■ **Work required**: Rewrite the material from the line containing "stone paved floor." through the end, keeping every line, and add 114 to each bounding-box coordinate.

Stored data entries:

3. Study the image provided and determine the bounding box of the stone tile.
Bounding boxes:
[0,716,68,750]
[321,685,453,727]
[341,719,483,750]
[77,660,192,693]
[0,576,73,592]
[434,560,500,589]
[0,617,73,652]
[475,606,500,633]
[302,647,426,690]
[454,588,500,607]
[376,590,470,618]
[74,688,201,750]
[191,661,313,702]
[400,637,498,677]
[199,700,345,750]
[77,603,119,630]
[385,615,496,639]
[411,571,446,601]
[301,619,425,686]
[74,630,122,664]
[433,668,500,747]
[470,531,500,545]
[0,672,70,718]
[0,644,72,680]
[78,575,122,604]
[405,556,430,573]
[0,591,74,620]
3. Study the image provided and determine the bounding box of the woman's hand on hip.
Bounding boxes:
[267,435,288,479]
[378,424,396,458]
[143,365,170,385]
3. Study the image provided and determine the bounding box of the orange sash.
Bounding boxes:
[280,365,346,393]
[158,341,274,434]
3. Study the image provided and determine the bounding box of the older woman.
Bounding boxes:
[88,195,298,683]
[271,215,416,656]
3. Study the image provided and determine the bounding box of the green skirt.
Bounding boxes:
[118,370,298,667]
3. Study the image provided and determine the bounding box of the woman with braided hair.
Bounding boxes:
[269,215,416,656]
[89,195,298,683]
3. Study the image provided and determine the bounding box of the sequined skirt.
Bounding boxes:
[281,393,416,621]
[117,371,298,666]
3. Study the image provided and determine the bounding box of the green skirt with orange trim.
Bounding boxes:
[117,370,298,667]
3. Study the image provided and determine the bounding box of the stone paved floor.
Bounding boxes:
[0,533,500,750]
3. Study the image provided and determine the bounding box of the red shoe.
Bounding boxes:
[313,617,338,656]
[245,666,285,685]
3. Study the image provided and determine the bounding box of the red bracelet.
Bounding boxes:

■ **Task answer**:
3. Study the image provided and determine the bounding box of the stone paved floor.
Bounding boxes:
[114,647,614,864]
3. Study the image provided and determine the bounding box of the red shoe.
Bounding boxes:
[427,731,452,770]
[359,780,399,799]
3. Study the image provided and determine the bounding box of the red bracelet.
Bounding boxes:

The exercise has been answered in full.